No seguinte, "A Criança de Rosto
Triste", volto, por meio de um escritor que lê Cervantes, ao tema de "A
Criança Trocada". O último é inspirado no poeta e dramaturgo inglês
T.S. Eliot [1888-1965], mais particularmente nos "Quatro Quartetos",
poemas sobre a experiência no tempo e além do tempo. Eu sempre amei
essa obra, mas creio que pela primeira vez a compreendi.
Pergunta - O que fez durante os
anos em que não escreveu romances?
Oe - Li Espinosa. Fui fortemente influenciado pelo Sartre de "O Imaginário". E a leitura, um pouco por
acaso, do livro de Gilles Deleuze "Espinosa - Filosofia Prática" me fez
mergulhar novamente na "Ética".
Espinosa atribui o pensamento falso à força da imaginação. Uma idéia
que me obrigou a refletir sobre mim
mesmo, pois toda a minha vida foi
habitada pela imaginação. Foi quando eu estava mergulhado nessa atitude espinosista do homem -visto
como um ser menos de conhecimentos que de desejos, envolvido na
perpetuação de sua existência- que
Juzo Itami se suicidou.
O desaparecimento do amigo de
infância subitamente me fez sentir a
presença da morte, a possibilidade
de eu também pôr fim a meus dias.
Destruir a si mesmo é a antítese da
"perseverança em seu ser" de Espinosa. A alegria livre que encontrei
nesse filósofo me permitiu, entretanto, superar essa crise.

**Entradas fornecidas**
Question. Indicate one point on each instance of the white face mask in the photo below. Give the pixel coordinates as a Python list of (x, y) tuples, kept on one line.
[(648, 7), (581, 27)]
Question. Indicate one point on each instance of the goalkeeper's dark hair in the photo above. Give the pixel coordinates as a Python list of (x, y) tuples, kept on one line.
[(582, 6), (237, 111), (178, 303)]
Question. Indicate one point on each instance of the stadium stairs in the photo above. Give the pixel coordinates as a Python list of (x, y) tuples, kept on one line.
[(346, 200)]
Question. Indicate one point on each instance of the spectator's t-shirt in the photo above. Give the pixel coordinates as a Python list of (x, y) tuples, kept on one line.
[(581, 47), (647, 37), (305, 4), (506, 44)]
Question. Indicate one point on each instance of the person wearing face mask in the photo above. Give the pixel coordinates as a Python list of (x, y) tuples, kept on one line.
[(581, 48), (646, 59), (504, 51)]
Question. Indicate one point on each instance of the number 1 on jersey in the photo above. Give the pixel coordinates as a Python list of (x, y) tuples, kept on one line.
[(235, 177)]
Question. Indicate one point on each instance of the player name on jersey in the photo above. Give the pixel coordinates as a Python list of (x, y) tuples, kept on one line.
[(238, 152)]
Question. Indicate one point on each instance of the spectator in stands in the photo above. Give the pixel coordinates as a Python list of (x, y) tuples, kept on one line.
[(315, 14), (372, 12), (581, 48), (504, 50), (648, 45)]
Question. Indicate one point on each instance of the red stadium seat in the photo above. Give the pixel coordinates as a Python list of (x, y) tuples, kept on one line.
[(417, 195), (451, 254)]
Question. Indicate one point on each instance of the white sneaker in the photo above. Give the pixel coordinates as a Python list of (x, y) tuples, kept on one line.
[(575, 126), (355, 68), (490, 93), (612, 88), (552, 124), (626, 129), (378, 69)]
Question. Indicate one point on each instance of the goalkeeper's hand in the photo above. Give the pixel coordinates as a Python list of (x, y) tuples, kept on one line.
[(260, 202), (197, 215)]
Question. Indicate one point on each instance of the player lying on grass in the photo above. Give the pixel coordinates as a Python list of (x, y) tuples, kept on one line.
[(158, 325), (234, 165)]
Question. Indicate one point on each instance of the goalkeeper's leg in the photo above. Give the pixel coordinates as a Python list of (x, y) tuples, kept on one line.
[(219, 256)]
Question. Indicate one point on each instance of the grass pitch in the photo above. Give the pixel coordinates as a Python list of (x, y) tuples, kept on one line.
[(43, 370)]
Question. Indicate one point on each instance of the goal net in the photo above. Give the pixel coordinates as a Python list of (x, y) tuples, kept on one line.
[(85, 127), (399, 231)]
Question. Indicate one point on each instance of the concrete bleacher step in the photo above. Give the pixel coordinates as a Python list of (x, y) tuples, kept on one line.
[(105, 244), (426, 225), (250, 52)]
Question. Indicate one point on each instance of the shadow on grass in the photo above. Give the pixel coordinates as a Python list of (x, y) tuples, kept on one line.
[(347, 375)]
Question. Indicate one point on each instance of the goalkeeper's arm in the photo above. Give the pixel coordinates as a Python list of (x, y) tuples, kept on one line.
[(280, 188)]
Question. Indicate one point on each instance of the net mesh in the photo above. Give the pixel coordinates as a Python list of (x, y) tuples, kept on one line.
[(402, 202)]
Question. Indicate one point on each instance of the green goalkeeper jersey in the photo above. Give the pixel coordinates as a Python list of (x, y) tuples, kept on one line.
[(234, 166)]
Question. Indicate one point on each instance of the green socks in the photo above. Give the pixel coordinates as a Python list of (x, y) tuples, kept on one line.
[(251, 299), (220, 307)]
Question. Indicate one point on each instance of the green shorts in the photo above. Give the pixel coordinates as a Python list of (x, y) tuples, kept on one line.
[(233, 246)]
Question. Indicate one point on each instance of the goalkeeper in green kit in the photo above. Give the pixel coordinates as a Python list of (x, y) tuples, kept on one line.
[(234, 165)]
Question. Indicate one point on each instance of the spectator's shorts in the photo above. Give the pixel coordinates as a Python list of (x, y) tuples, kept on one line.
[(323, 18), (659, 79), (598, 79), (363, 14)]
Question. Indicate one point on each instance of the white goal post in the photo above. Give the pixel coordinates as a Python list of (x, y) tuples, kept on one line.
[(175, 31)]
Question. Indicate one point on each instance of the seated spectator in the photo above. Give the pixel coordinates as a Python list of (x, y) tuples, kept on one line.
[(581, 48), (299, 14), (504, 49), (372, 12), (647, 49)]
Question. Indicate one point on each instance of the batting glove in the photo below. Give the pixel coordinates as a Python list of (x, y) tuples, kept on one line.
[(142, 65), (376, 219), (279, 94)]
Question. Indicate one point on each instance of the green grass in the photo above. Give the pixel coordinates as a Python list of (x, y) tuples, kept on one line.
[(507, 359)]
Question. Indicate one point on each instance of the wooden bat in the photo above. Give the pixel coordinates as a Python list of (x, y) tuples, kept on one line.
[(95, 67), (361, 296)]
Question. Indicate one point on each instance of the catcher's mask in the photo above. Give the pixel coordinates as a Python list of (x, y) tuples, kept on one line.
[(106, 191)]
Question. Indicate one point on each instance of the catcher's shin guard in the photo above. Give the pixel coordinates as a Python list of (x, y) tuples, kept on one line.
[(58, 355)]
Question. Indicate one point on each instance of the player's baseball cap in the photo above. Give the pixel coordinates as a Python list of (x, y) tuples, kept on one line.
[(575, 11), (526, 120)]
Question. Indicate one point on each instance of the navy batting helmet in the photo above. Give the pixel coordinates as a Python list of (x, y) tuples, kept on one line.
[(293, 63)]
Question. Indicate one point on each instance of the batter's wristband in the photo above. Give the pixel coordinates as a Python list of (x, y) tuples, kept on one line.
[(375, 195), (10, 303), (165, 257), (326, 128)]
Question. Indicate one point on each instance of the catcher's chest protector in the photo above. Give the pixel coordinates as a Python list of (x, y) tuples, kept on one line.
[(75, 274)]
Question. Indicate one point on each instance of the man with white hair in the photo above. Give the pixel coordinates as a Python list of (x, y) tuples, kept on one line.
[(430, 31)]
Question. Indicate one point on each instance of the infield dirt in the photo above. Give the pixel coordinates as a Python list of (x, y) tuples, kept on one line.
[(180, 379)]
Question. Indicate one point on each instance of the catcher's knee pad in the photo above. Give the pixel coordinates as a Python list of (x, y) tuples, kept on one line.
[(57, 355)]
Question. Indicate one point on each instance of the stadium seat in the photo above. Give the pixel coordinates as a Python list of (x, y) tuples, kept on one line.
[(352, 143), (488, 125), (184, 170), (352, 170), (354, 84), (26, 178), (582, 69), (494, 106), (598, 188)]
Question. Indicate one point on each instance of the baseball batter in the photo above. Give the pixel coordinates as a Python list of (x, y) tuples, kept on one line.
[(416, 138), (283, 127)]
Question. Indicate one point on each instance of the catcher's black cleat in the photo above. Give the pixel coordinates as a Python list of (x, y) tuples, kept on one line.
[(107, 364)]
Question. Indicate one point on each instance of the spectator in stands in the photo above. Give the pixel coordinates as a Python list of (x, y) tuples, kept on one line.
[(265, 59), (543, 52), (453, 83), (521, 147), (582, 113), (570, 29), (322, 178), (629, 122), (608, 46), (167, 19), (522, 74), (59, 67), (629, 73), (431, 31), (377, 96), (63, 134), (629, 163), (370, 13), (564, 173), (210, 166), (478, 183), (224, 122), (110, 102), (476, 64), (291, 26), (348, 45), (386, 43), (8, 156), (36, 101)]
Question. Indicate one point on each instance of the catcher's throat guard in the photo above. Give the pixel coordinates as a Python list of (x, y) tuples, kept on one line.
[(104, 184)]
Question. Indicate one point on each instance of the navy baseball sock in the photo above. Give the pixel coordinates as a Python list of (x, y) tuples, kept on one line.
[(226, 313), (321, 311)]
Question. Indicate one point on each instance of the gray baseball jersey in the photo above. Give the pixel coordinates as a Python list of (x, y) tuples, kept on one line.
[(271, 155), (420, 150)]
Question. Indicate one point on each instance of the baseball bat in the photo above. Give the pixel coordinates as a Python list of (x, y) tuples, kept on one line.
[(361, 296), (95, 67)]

**Instrução**
Reproduza o texto desde "Espinosa atribui o" até "Itami se suicidou.", inclusive, trocando "imaginação" por "fantasia". As entradas não têm nenhuma relação com esta tarefa.

**Resposta**
Espinosa atribui o pensamento falso à força da fantasia. Uma idéia
que me obrigou a refletir sobre mim
mesmo, pois toda a minha vida foi
habitada pela fantasia. Foi quando eu estava mergulhado nessa atitude espinosista do homem -visto
como um ser menos de conhecimentos que de desejos, envolvido na
perpetuação de sua existência- que
Juzo Itami se suicidou.